## Directive a
Reproduce the listing word for word, everything from the line that contains "form: x=482 y=275." down to the end of the listing.

## Page text
Many thanks to Zoltán for starting this thread and driving the
discussion forward. I am happy to see that many people chimed in and
gave feedback about the suggested changes in HIVE-28483; this is a
good indicator of a healthy community.

Since there were some comments/questions about the behavior in
previous Hive versions, I added a new set of tests under HIVE-27586
[1] to give a better overview of the situation. People who are
interested can give a look.

Personally, I am +0 with the changes in HIVE-28483; I like them but
don't know if all users will.

There is already a clear +1 from Okumin and I sense a general positive
sentiment from Attila and Ayush so I will proceed in merging the PR in
the following days unless the tide changes.

Best,
Stamatis

[1] https://issues.apache.org/jira/browse/HIVE-27586


On Thu, Sep 19, 2024 at 8:43 AM Zoltán Rátkai <zrat...@cloudera.com> wrote:
>
> Hi Okumin,
>
> thank you very much to checking them I appreciate it!

## Data listing
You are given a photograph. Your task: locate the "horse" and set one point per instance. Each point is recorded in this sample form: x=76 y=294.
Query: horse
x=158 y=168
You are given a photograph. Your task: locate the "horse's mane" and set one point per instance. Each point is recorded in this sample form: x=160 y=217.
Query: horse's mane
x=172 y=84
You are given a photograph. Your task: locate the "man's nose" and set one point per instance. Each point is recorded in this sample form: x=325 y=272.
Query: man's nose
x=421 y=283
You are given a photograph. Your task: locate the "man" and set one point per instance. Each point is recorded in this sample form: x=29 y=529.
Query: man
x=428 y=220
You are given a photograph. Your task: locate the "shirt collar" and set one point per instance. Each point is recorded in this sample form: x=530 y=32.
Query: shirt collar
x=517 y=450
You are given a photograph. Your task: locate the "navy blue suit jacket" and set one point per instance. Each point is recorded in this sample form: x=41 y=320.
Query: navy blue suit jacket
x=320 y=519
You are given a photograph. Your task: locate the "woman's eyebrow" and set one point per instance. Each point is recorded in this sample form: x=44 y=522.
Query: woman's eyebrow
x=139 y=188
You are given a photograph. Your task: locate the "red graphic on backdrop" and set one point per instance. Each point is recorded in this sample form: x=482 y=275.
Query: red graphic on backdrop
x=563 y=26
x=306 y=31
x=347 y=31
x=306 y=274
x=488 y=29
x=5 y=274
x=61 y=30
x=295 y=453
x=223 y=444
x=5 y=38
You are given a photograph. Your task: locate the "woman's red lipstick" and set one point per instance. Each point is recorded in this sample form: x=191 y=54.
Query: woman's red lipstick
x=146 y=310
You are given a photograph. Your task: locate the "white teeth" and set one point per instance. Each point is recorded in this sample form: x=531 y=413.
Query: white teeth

## Directive b
Transcribe the mailing list message precisely, everything from "Since there were" down to "the tide changes.".

## Written reply a
You are given a photograph. Your task: locate the "red graphic on backdrop" and set one point per instance. Each point is recorded in this sample form: x=482 y=275.
Query: red graphic on backdrop
x=563 y=26
x=306 y=31
x=347 y=31
x=306 y=274
x=488 y=29
x=5 y=274
x=61 y=30
x=295 y=453
x=223 y=444
x=5 y=38
You are given a photograph. Your task: locate the "woman's red lipstick" and set one point per instance. Each point is recorded in this sample form: x=191 y=54.
Query: woman's red lipstick
x=146 y=310
You are given a photograph. Your task: locate the "white teeth" and set one point per instance. Each point is recorded in this sample form: x=531 y=413.
Query: white teeth

## Written reply b
Since there were some comments/questions about the behavior in
previous Hive versions, I added a new set of tests under HIVE-27586
[1] to give a better overview of the situation. People who are
interested can give a look.

Personally, I am +0 with the changes in HIVE-28483; I like them but
don't know if all users will.

There is already a clear +1 from Okumin and I sense a general positive
sentiment from Attila and Ayush so I will proceed in merging the PR in
the following days unless the tide changes.